(Excerpts of pointing data)
* start *
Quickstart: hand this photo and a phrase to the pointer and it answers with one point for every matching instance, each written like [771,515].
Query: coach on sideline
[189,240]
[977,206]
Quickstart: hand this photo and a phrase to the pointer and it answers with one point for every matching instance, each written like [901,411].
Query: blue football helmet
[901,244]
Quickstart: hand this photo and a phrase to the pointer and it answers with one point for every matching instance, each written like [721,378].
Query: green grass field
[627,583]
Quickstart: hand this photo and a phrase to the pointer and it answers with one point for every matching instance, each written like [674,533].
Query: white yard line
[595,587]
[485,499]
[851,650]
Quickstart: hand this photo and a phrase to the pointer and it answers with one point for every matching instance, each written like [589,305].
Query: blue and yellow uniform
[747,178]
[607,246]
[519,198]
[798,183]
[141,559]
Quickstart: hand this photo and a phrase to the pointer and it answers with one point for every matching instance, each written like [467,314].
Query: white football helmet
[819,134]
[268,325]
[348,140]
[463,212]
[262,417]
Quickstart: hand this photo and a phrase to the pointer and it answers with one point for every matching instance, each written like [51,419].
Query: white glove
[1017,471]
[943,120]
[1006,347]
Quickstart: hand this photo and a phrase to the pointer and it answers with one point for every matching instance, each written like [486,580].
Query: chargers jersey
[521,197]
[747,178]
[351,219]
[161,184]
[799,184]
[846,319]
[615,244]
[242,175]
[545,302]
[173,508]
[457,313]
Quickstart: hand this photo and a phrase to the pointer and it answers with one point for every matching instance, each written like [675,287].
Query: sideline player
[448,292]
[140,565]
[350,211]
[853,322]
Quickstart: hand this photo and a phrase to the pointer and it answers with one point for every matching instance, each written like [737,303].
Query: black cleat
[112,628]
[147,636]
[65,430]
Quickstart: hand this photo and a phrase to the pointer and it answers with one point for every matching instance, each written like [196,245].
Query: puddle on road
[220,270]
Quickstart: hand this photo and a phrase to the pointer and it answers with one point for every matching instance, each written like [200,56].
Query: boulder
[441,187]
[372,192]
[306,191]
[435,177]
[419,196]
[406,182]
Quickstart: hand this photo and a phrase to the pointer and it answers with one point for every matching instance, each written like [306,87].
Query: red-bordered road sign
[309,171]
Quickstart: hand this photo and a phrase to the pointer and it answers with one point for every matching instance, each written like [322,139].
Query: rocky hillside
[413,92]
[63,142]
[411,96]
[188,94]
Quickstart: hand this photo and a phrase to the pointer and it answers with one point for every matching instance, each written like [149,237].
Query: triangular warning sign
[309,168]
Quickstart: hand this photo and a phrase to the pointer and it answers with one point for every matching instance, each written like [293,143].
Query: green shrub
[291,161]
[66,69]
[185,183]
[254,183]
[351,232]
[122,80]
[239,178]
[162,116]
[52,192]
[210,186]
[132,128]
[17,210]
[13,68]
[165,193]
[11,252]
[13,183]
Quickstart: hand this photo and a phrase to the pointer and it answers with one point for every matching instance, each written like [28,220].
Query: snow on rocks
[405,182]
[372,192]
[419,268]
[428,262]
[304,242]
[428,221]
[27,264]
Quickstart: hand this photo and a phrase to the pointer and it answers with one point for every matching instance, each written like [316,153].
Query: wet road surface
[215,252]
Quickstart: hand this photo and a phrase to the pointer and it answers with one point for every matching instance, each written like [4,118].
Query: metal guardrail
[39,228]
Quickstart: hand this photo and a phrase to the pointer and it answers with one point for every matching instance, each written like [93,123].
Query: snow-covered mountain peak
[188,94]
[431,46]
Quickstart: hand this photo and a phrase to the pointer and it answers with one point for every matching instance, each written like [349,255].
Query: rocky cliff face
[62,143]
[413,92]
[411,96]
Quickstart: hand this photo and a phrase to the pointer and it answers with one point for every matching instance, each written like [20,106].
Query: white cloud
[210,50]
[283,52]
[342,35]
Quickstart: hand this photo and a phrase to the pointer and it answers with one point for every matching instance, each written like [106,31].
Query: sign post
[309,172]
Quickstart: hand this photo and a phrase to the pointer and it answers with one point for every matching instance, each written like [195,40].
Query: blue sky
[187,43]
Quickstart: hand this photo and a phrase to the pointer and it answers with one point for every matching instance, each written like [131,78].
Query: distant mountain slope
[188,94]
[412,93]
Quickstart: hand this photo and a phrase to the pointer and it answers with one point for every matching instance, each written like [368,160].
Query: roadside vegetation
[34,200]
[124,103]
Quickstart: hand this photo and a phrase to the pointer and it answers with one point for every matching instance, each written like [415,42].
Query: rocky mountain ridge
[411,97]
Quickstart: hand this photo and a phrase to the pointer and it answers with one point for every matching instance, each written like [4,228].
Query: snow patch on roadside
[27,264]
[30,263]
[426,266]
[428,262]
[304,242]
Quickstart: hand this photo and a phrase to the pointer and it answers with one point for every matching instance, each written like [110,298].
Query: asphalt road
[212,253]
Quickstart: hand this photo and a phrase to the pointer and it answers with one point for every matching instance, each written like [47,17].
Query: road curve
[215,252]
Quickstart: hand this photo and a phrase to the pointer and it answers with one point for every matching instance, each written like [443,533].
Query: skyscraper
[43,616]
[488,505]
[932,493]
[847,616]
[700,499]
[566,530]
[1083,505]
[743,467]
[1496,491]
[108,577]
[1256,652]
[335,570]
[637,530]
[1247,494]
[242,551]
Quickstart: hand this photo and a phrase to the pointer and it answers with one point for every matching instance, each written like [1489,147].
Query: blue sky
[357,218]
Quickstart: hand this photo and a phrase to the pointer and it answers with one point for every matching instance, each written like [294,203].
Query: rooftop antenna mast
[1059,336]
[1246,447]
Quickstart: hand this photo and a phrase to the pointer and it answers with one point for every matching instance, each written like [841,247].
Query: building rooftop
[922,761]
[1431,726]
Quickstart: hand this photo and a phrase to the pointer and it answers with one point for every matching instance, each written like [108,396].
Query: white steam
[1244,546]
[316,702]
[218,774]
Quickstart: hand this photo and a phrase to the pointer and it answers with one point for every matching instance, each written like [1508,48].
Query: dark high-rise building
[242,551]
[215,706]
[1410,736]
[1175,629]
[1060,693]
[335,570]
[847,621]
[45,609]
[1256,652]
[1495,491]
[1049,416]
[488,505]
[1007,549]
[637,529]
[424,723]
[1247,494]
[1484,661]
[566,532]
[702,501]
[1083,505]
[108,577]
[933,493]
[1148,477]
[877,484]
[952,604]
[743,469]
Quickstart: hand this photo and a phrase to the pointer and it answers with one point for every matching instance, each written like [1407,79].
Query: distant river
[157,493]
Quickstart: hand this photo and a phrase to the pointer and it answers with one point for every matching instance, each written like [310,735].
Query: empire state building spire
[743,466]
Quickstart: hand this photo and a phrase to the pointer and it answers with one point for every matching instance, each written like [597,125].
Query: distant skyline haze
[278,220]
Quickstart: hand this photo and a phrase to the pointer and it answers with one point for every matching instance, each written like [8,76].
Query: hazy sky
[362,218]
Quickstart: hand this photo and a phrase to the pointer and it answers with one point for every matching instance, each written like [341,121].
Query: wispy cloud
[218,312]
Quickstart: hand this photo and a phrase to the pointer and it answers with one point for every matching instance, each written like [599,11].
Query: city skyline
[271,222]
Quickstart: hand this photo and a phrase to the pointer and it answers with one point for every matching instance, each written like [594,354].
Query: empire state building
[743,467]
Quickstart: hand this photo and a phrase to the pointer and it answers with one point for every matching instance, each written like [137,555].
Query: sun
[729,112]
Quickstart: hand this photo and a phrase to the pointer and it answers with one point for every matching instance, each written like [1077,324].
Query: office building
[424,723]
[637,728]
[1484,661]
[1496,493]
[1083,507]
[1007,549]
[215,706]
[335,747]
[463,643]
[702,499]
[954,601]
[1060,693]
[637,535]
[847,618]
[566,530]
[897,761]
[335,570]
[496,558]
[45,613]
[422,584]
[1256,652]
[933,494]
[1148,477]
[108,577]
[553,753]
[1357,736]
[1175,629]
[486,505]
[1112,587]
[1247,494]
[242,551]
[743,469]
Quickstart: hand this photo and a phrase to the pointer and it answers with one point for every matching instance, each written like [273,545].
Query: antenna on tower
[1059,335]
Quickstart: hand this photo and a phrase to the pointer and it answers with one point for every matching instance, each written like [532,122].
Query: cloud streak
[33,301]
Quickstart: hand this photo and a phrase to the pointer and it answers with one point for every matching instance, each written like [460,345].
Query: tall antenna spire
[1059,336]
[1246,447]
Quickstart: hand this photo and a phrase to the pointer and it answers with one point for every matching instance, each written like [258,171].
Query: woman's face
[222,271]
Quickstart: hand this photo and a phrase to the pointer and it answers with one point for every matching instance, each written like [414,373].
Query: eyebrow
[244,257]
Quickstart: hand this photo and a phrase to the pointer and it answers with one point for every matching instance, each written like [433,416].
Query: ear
* end *
Output the line containing "written like [137,555]." and all lines after it to the end of the records, exactly as given.

◆ TASK RESPONSE
Quickstart: hand this photo and a phrase to the pointer and it answers with one point for every matching instance, each written like [137,555].
Query: sun
[729,112]
Quickstart: hand this photo and a phrase to the pointer and it answers with one point for every matching instance, each written like [1077,324].
Query: office building
[424,723]
[637,728]
[1484,661]
[1496,493]
[1083,507]
[1007,549]
[215,706]
[335,747]
[463,643]
[702,499]
[954,601]
[1060,693]
[637,535]
[847,618]
[566,530]
[897,761]
[335,570]
[496,558]
[45,613]
[422,584]
[1256,652]
[933,494]
[1148,477]
[108,577]
[553,753]
[1357,736]
[1175,629]
[486,505]
[1112,587]
[1247,494]
[242,551]
[743,469]
Quickstart: hand this photo and a phrase to the pointer and it answers with one point for every matching instance, each written like [273,545].
Query: antenna on tower
[1059,335]
Quickstart: hand this photo and a phrase to the pointer and it answers with one point for every matching instance, each written like [532,122].
Query: cloud streak
[33,301]
Quickstart: hand this photo and a phrase to the pointer and it answers with one point for every matching instance, each written like [460,345].
Query: tall antenna spire
[1059,336]
[1246,447]
Quickstart: hand this photo and a phrase to the pointer and it answers with one point for every matching instance, each written like [258,171].
Query: woman's face
[222,271]
Quickstart: hand this photo and a phrase to the pointer and it answers with one point for every matching instance, each written like [414,373].
Query: eyebrow
[244,257]
Quickstart: hand this photo and a phrase to the pointer and it answers with one point for every matching instance, each written like [433,416].
Query: ear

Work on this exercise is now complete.